### DIRECTIVE A
Please list every argument that the article on Obama's Occidental College records says his lawyers or their motion made against releasing the records.
### DIRECTIVE B
According to the article on Obama's Occidental College records, when did Obama arrive at the college?

━━━ ARTICLE

Here is more evidence that Obama is really Mr.Mystery when it comes to his records-----------------Occidental College records


Obama arrived at Occidental College, a small liberal arts school in Los Angeles, Calif., in the fall of 1979. He only briefly mentions the school in his 1995 memoir, "Dreams from My Father."

Obama attended the school on a scholarship. Some question whether the financial aid he received was reserved for foreign students. Financial records have not been released.

In a legal action, handled largely by Gary Kreep of the U.S. Justice Foundation, officials at Occidental College were served with a demand to produce records concerning Barack Obama's attendance there during the 1980s because they could document whether he was attending as a foreign national.

Kreep petitioned the college with a demand for its records concerning Obama.


Occidental College library


"The gravamen of the petition is the question as to whether United States Senator Barack Hussein Obama, of Illinois, is eligible to serve as president of the United States pursuant to the requirements for that office in the United States Constitution," he wrote. "The records sought may provide documentary evidence, and/or admissions by said defendant, as to said eligibility or lack thereof."

College officials then contacted Obama's lawyers, who argued to the court that the election was over and that future concerns should be addressed to Congress.

The motion stated that the records, which could reveal on what name Obama attended classes at Occidental and whether he attended on scholarship money intended for foreign students, "are of no relevance to this moot litigation."

The motion also claimed the petitioners failed to serve the subpoena properly.

"The subpoena directed to Occidental College should therefore be quashed. Alternatively, this court should issue an order directing that the deposition of the custodian of records of Occidental College not take place," the firm working on Obama's behalf stated.

━━━━━━
━━━ PROVIDED RECORDS

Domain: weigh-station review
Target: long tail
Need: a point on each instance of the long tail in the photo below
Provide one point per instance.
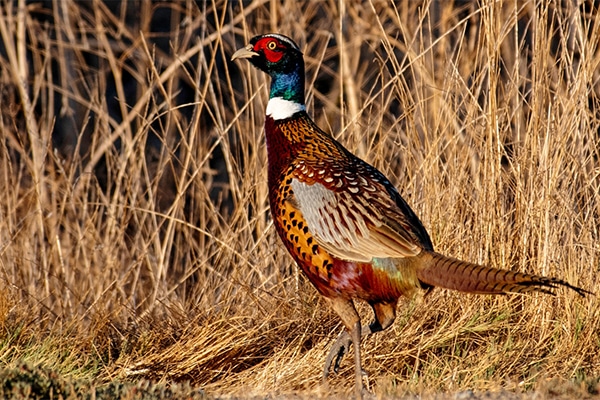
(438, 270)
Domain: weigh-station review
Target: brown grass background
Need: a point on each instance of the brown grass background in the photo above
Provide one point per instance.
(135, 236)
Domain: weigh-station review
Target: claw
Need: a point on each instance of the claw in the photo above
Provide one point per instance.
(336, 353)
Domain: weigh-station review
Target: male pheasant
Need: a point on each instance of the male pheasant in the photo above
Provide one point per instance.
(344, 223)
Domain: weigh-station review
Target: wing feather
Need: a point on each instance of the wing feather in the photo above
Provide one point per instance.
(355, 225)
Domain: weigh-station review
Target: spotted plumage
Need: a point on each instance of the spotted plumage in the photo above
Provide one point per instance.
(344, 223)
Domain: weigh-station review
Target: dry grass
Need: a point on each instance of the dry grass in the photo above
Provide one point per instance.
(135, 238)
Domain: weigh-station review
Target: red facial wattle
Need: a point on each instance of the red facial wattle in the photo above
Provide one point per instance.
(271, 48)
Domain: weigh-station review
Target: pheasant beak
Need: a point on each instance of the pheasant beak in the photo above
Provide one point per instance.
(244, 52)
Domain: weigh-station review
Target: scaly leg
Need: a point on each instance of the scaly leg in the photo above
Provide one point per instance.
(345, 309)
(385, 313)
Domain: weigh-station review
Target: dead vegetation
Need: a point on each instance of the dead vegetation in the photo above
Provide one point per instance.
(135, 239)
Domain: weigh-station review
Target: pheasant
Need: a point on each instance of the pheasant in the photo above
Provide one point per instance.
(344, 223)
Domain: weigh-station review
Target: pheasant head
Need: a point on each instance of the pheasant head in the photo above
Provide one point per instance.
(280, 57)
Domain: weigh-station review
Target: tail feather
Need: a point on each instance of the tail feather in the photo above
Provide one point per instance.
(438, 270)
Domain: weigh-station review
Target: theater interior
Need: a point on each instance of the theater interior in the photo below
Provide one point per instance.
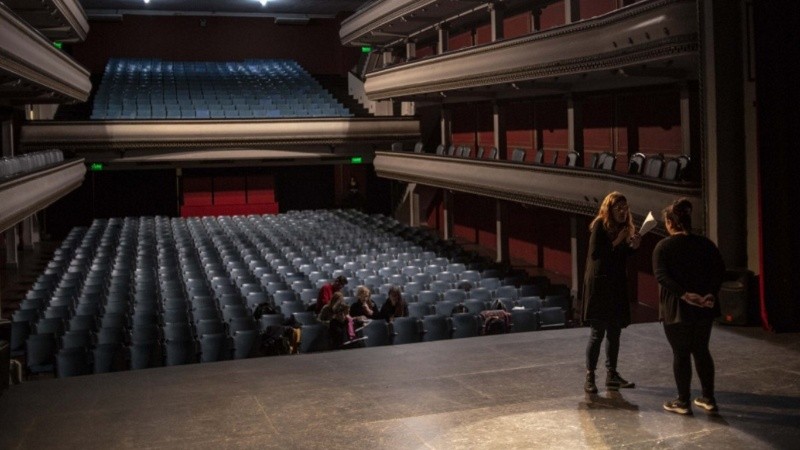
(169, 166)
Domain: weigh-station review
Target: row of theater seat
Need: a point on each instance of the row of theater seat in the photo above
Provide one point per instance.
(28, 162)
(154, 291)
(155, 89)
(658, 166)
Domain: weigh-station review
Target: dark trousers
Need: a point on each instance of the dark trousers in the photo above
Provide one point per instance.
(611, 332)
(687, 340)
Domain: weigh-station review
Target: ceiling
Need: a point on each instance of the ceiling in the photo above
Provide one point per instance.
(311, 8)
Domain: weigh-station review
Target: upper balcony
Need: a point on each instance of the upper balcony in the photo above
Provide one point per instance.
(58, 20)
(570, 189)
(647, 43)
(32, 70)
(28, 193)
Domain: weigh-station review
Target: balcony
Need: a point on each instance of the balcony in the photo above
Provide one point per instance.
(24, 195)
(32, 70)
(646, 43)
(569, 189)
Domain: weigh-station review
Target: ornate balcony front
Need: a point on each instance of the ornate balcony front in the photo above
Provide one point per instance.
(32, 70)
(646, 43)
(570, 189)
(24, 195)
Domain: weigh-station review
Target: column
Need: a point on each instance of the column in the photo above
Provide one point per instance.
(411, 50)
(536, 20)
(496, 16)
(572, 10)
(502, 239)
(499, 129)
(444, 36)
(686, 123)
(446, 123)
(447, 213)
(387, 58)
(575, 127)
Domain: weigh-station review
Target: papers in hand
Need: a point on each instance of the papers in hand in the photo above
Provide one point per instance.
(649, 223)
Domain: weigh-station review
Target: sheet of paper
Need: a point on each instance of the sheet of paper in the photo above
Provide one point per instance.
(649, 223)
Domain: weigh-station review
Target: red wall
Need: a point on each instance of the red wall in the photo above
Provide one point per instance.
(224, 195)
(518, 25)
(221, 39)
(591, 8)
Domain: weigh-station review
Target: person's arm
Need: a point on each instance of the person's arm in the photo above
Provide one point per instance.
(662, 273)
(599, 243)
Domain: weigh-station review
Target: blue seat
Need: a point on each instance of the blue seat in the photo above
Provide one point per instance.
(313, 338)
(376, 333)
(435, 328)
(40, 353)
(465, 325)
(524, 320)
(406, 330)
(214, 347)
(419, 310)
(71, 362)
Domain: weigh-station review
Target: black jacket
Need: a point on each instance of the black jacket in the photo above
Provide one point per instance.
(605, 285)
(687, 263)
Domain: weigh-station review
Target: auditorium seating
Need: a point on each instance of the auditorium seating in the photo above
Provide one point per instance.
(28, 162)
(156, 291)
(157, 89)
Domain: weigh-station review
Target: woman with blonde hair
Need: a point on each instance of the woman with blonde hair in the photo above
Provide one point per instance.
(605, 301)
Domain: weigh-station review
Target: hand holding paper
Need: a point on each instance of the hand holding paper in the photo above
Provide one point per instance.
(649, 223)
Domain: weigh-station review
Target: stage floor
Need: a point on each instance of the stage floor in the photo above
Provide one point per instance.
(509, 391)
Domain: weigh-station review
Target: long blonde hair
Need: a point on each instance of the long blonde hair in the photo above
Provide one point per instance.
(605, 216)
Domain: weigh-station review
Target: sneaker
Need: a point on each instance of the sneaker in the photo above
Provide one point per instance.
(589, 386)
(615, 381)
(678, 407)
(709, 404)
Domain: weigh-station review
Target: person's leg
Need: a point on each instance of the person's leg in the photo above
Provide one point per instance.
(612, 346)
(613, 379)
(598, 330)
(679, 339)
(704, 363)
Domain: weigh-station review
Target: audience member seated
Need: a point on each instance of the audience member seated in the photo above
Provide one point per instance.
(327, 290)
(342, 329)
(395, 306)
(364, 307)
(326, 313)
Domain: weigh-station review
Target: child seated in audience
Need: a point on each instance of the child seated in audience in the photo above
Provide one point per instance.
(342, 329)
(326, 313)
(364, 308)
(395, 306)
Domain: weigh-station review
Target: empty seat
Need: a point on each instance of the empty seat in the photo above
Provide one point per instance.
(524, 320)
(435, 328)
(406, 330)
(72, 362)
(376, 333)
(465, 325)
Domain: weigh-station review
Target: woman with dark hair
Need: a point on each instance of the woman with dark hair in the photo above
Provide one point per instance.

━━━━━━

### CORRECT RESULT A
- The election was over.
- Future concerns should be addressed to Congress.
- The records "are of no relevance to this moot litigation."
- The petitioners failed to serve the subpoena properly.

### CORRECT RESULT B
In the fall of 1979.